Before I start... check out the pegged jeans, Z Cavaricci shirt, acid wash jeans, jean jacket, leggings w/ baby doll dress top, spiky side ponytail, and even serious Attitude... this picture has it ALL!!! Ok now on with the reason I am really here.
When someone dies there is an unwritten rule of communication. Those who are aware when it happens notifies those who want or need to know it happened.
When the unwritten rule is ignored people get hurt. No one can understand the relationship or impact an individual has on another. So it is responsibility of those who receive the information to reach out to others just to inform.
I have seen the rule broken, and the hurt that some felt when they weren't informed. When someone does not consider it their responsibility to inform anyone it is causes a ripple affect that cannot be undone. Imagine being the one who didn't know only to see it on your Facebook or finding out weeks, months or even years later. When someone chooses not to reach out to their network of family and friends it can cause a person to miss out on an opportunity to pay their respects to that loved one. Some people need that closure or simply want the opportunity to say goodbye.
Now I know this isn't always the case. There are those relationships or acquaintances that seeing it on social media is acceptable. I just want to point out that there are those who deserve the respect to be contacted personally to inform them rather than scrolling through their newsfeed, seeing the obituary scroll on the news, or having a conversation a year after and saying "oh they passed away last year. I thought you knew."
Reality doesn't have rewind so follow the unwritten rule because those we love and those they love deserve more than a notification on a cell phone only to find out some passed away.
That all being said my parents were fielding family calls which is a huge ordeal. You see my parents may each only have one sibling but my mom's side her parents each had seven siblings. That doesn't even count my sister's dad was one of eleven. While they were dealing with those calls I was asked to touch base with her friends.
My older sister always had a small close group of friends. When I was given the task to reach out their were three significant people that impacted her life and I knew deserved more than a random scroll through Facebook.

------------------------------------

Actions to take =
**A)** Reproduce the post from "Reality doesn't have" to "scroll through Facebook.".
**B)** What does the post's first sentence say to check out in the picture? List each one.
**C)** According to the post, how many siblings did each of the mom's parents have?
Work only from the post.

------------------------------------

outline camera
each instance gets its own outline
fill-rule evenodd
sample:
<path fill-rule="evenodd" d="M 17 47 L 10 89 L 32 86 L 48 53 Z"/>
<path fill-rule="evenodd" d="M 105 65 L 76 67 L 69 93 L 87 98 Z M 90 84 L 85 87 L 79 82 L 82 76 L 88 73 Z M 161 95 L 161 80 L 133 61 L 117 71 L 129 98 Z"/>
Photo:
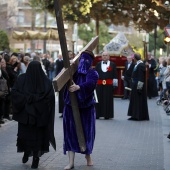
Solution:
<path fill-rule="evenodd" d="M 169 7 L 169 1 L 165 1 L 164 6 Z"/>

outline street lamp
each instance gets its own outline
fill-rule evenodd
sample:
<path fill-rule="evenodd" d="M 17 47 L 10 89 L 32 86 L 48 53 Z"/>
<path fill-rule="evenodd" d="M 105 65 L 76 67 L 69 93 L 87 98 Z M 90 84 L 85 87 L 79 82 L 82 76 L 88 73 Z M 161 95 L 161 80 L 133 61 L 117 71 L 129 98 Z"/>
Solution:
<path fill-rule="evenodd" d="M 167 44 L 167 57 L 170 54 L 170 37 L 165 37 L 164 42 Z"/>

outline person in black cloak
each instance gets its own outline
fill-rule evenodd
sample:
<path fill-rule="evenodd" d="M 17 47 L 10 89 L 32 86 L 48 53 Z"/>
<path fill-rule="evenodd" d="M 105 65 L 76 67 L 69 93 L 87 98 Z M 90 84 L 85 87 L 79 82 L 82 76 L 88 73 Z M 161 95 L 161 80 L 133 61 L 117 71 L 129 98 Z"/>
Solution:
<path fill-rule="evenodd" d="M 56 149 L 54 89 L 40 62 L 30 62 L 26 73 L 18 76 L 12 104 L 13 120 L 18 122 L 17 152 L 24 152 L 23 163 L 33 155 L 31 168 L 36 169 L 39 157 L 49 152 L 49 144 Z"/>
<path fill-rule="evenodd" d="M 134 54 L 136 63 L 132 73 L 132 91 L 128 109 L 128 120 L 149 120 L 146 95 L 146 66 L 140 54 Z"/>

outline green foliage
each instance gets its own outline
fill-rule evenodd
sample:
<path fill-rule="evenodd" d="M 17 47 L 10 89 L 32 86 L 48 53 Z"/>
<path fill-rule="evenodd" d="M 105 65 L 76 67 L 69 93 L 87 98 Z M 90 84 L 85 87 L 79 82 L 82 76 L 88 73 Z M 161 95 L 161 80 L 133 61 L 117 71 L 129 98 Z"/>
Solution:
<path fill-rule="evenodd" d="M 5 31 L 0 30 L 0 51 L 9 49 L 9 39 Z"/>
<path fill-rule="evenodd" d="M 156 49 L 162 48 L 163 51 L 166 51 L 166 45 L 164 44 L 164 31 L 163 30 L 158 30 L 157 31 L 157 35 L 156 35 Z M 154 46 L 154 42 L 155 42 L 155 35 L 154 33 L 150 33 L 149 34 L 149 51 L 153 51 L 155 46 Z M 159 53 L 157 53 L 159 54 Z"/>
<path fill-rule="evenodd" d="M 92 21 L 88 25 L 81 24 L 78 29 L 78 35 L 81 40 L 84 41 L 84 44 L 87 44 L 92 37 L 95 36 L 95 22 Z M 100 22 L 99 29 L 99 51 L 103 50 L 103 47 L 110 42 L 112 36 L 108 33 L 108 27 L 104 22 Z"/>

------------------------------------

Responses per task =
**A)**
Reality doesn't have rewind so follow the unwritten rule because those we love and those they love deserve more than a notification on a cell phone only to find out some passed away.
That all being said my parents were fielding family calls which is a huge ordeal. You see my parents may each only have one sibling but my mom's side her parents each had seven siblings. That doesn't even count my sister's dad was one of eleven. While they were dealing with those calls I was asked to touch base with her friends.
My older sister always had a small close group of friends. When I was given the task to reach out their were three significant people that impacted her life and I knew deserved more than a random scroll through Facebook.

**B)**
- pegged jeans
- Z Cavaricci shirt
- acid wash jeans
- jean jacket
- leggings w/ baby doll dress top
- spiky side ponytail
- serious Attitude

**C)** Seven.